* _TASK DETAILS_:
Reproduce everything from the line containing "Accessibility description system: locate the calm" down to the line containing "top-left (526, 232), bottom-right (553, 261)", both lines included, replacing "shoreline" with "coastline" and leaving everything else unchanged.

── TASK INPUTS ──

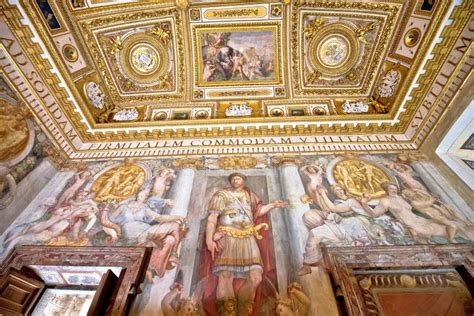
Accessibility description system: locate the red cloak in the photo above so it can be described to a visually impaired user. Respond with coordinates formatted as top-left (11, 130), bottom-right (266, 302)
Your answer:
top-left (198, 188), bottom-right (276, 316)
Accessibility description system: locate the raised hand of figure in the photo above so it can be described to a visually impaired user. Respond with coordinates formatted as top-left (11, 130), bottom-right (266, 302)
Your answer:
top-left (165, 199), bottom-right (174, 208)
top-left (206, 240), bottom-right (219, 260)
top-left (272, 200), bottom-right (288, 208)
top-left (316, 185), bottom-right (327, 193)
top-left (358, 193), bottom-right (372, 205)
top-left (0, 166), bottom-right (10, 177)
top-left (170, 282), bottom-right (183, 294)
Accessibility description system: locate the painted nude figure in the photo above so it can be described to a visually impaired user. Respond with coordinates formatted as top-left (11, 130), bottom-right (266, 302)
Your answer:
top-left (402, 189), bottom-right (474, 240)
top-left (360, 182), bottom-right (455, 242)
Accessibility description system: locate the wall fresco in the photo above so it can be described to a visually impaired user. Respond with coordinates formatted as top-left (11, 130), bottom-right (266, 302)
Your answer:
top-left (0, 154), bottom-right (474, 315)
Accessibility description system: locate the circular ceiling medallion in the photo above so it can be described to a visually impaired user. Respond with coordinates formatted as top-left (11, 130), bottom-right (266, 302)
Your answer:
top-left (119, 33), bottom-right (169, 85)
top-left (405, 28), bottom-right (421, 47)
top-left (318, 35), bottom-right (349, 67)
top-left (130, 43), bottom-right (160, 74)
top-left (63, 44), bottom-right (79, 63)
top-left (308, 24), bottom-right (359, 77)
top-left (195, 110), bottom-right (209, 119)
top-left (270, 108), bottom-right (285, 117)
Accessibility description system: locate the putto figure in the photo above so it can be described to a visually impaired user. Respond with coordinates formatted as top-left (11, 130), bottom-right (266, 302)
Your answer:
top-left (200, 173), bottom-right (288, 315)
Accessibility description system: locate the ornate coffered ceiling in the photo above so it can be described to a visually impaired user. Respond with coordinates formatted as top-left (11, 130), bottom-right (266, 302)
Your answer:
top-left (0, 0), bottom-right (474, 159)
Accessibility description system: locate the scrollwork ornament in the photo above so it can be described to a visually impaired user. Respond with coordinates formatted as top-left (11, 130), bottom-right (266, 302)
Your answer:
top-left (173, 158), bottom-right (204, 169)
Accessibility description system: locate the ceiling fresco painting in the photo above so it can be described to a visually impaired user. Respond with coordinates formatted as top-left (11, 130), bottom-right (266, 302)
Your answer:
top-left (0, 0), bottom-right (473, 160)
top-left (0, 153), bottom-right (474, 315)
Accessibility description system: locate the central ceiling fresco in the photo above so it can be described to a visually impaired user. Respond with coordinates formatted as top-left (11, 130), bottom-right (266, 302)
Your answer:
top-left (0, 0), bottom-right (473, 159)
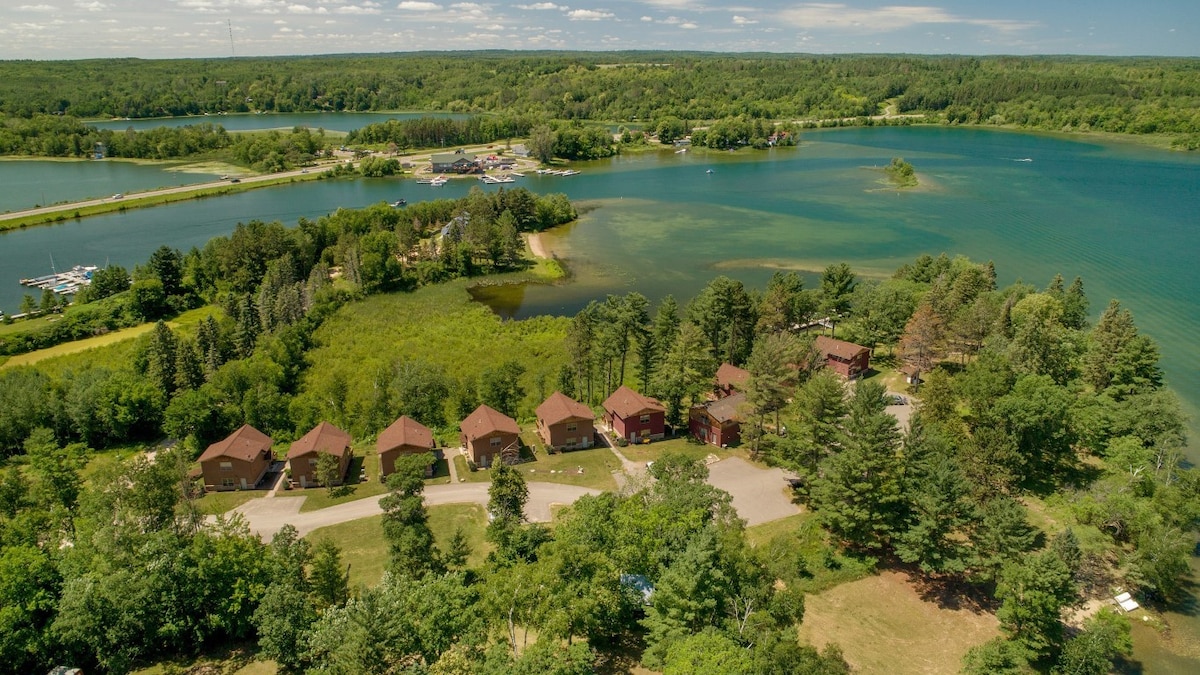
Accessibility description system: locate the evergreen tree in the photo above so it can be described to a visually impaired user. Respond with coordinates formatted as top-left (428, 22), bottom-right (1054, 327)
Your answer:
top-left (308, 539), bottom-right (350, 609)
top-left (175, 340), bottom-right (204, 392)
top-left (1062, 276), bottom-right (1087, 330)
top-left (146, 321), bottom-right (179, 396)
top-left (379, 454), bottom-right (442, 571)
top-left (812, 381), bottom-right (905, 550)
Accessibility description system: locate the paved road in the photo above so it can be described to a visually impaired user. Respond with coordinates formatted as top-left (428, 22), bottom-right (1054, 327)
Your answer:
top-left (234, 483), bottom-right (600, 539)
top-left (708, 458), bottom-right (800, 526)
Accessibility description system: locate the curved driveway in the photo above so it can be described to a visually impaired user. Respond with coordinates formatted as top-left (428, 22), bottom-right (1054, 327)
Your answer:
top-left (233, 483), bottom-right (600, 539)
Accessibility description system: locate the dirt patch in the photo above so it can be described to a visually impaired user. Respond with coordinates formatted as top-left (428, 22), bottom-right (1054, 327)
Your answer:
top-left (800, 572), bottom-right (1000, 675)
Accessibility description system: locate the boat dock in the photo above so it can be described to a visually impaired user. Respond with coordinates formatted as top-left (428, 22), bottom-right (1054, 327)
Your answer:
top-left (20, 265), bottom-right (100, 295)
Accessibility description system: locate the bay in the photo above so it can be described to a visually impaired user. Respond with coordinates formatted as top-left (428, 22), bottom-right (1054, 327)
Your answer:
top-left (0, 123), bottom-right (1200, 673)
top-left (0, 160), bottom-right (225, 211)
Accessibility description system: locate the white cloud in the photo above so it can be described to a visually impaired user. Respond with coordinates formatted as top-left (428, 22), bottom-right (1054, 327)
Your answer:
top-left (566, 10), bottom-right (616, 22)
top-left (643, 0), bottom-right (704, 10)
top-left (779, 2), bottom-right (1037, 32)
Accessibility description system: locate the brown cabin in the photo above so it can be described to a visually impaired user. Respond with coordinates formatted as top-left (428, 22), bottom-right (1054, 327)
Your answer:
top-left (458, 405), bottom-right (521, 468)
top-left (200, 424), bottom-right (275, 491)
top-left (688, 392), bottom-right (746, 448)
top-left (288, 422), bottom-right (354, 488)
top-left (376, 416), bottom-right (434, 480)
top-left (714, 363), bottom-right (750, 399)
top-left (812, 335), bottom-right (871, 380)
top-left (538, 392), bottom-right (596, 450)
top-left (604, 384), bottom-right (667, 443)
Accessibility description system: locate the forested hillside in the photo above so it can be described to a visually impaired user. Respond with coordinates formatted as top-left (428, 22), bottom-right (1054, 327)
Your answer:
top-left (0, 52), bottom-right (1200, 139)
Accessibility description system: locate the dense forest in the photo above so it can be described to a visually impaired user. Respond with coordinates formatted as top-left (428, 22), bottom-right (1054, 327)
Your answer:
top-left (7, 52), bottom-right (1200, 143)
top-left (0, 169), bottom-right (1200, 674)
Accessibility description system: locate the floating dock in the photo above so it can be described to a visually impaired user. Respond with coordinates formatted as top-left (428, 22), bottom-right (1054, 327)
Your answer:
top-left (20, 265), bottom-right (100, 295)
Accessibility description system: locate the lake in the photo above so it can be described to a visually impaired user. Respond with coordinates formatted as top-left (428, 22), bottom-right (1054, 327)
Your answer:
top-left (0, 160), bottom-right (220, 213)
top-left (0, 113), bottom-right (470, 210)
top-left (85, 113), bottom-right (472, 132)
top-left (0, 127), bottom-right (1200, 673)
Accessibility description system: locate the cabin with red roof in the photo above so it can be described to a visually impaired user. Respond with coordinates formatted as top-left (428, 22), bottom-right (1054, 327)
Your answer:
top-left (376, 414), bottom-right (434, 480)
top-left (200, 424), bottom-right (275, 491)
top-left (288, 422), bottom-right (354, 488)
top-left (538, 392), bottom-right (596, 450)
top-left (714, 363), bottom-right (750, 399)
top-left (604, 384), bottom-right (667, 443)
top-left (458, 405), bottom-right (521, 468)
top-left (812, 335), bottom-right (871, 380)
top-left (688, 392), bottom-right (746, 448)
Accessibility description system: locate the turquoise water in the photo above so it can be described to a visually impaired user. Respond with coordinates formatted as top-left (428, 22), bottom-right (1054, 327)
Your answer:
top-left (0, 160), bottom-right (225, 211)
top-left (88, 113), bottom-right (470, 131)
top-left (0, 127), bottom-right (1200, 673)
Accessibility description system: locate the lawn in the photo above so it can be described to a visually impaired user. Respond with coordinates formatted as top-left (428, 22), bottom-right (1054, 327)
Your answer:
top-left (305, 274), bottom-right (570, 426)
top-left (0, 305), bottom-right (218, 372)
top-left (455, 430), bottom-right (620, 490)
top-left (196, 490), bottom-right (266, 515)
top-left (799, 572), bottom-right (1000, 675)
top-left (288, 442), bottom-right (388, 513)
top-left (617, 436), bottom-right (746, 462)
top-left (513, 446), bottom-right (620, 490)
top-left (0, 323), bottom-right (162, 368)
top-left (306, 504), bottom-right (491, 586)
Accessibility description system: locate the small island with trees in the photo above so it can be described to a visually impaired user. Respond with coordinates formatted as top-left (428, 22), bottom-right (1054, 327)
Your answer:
top-left (883, 157), bottom-right (918, 187)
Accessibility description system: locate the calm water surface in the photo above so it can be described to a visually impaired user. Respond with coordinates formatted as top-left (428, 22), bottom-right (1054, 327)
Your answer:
top-left (0, 123), bottom-right (1200, 673)
top-left (0, 160), bottom-right (225, 213)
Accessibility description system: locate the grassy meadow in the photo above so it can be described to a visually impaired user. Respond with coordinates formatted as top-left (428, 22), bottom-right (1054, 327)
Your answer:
top-left (306, 504), bottom-right (491, 587)
top-left (305, 274), bottom-right (570, 427)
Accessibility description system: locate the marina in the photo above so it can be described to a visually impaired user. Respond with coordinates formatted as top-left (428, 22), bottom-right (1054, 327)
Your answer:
top-left (20, 265), bottom-right (100, 295)
top-left (479, 174), bottom-right (516, 185)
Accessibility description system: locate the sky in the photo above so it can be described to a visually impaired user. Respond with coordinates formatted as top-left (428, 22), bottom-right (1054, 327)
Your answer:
top-left (0, 0), bottom-right (1200, 59)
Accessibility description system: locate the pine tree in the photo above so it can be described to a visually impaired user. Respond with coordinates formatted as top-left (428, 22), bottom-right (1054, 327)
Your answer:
top-left (175, 340), bottom-right (204, 392)
top-left (308, 539), bottom-right (350, 608)
top-left (146, 321), bottom-right (179, 395)
top-left (812, 382), bottom-right (904, 550)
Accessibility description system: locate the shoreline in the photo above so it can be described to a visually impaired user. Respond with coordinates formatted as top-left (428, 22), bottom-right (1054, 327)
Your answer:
top-left (526, 232), bottom-right (553, 261)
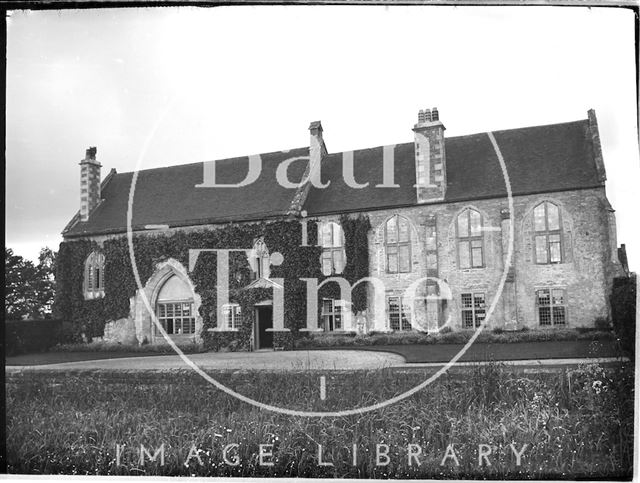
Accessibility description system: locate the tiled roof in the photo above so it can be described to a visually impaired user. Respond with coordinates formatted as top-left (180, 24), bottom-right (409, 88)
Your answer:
top-left (64, 120), bottom-right (601, 236)
top-left (63, 148), bottom-right (309, 236)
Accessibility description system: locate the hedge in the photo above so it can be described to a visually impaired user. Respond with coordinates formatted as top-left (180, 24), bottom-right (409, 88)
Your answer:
top-left (4, 319), bottom-right (62, 356)
top-left (53, 216), bottom-right (371, 350)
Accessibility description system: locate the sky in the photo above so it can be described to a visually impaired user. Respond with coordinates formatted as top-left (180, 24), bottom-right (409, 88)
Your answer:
top-left (5, 6), bottom-right (640, 270)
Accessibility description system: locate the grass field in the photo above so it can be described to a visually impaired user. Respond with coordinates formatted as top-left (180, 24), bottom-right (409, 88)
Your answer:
top-left (6, 364), bottom-right (633, 479)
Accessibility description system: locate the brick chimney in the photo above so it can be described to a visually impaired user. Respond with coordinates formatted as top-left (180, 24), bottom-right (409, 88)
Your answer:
top-left (309, 121), bottom-right (327, 165)
top-left (413, 107), bottom-right (447, 203)
top-left (80, 147), bottom-right (102, 221)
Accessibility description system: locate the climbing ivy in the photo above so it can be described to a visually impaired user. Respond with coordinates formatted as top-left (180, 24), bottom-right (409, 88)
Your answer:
top-left (54, 216), bottom-right (370, 350)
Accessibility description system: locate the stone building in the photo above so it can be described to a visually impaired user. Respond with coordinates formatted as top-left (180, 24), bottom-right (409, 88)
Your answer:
top-left (57, 108), bottom-right (623, 349)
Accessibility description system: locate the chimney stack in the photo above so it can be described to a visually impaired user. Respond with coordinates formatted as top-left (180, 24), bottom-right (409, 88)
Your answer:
top-left (413, 107), bottom-right (447, 203)
top-left (80, 147), bottom-right (102, 221)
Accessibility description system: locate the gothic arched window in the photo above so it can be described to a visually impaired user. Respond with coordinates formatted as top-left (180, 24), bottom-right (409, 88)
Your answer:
top-left (84, 252), bottom-right (104, 299)
top-left (456, 208), bottom-right (484, 268)
top-left (156, 275), bottom-right (196, 335)
top-left (249, 238), bottom-right (271, 279)
top-left (318, 222), bottom-right (346, 276)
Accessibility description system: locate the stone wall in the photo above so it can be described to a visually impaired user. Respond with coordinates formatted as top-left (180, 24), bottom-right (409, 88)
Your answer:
top-left (310, 188), bottom-right (620, 331)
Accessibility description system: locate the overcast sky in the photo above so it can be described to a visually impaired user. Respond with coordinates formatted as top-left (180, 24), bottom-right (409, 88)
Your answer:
top-left (6, 6), bottom-right (640, 270)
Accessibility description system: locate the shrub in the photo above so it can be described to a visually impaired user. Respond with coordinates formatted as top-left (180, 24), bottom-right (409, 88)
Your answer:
top-left (4, 319), bottom-right (62, 356)
top-left (593, 317), bottom-right (611, 330)
top-left (50, 341), bottom-right (206, 354)
top-left (610, 275), bottom-right (636, 360)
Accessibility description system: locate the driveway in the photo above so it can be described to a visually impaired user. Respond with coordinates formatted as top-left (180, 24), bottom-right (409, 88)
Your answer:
top-left (6, 350), bottom-right (405, 373)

───

* _EXPECTED OUTPUT_:
Accessibility description system: locate the calm water surface in the photo above so it can be described to a visually impaired user. Respond with coordinates formatted as top-left (428, 22), bottom-right (1054, 327)
Your answer:
top-left (0, 123), bottom-right (1200, 673)
top-left (0, 160), bottom-right (225, 213)
Accessibility description system: locate the grassy meadow in the photo above so it can be described to a visually impaired user. Respond with coordinates formatted as top-left (428, 22), bottom-right (1054, 327)
Your answer:
top-left (306, 504), bottom-right (491, 587)
top-left (305, 274), bottom-right (570, 427)
Accessibility description system: locate the marina in the photo above so it can be described to a visually impaired user. Respond with coordinates formatted as top-left (428, 22), bottom-right (1054, 327)
Your answer:
top-left (20, 265), bottom-right (100, 295)
top-left (479, 174), bottom-right (516, 185)
Accessibility description system: locate the sky in the photo above so it can be described to a visually impaired user. Respond with coordinates formatted as top-left (428, 22), bottom-right (1054, 327)
Your answer:
top-left (0, 0), bottom-right (1200, 59)
Accessibility description system: locate the pine tree in the photo above so it can be described to a visually impaired user. Respond with coordinates formatted as top-left (428, 22), bottom-right (1054, 327)
Your answer:
top-left (175, 340), bottom-right (204, 392)
top-left (308, 539), bottom-right (350, 608)
top-left (146, 321), bottom-right (179, 395)
top-left (812, 382), bottom-right (904, 550)
Accessibility description system: locate the coastline in the photo above so it can be described to a visually impaired user. Respond with coordinates formatted as top-left (428, 22), bottom-right (1054, 327)
Your answer:
top-left (526, 232), bottom-right (553, 261)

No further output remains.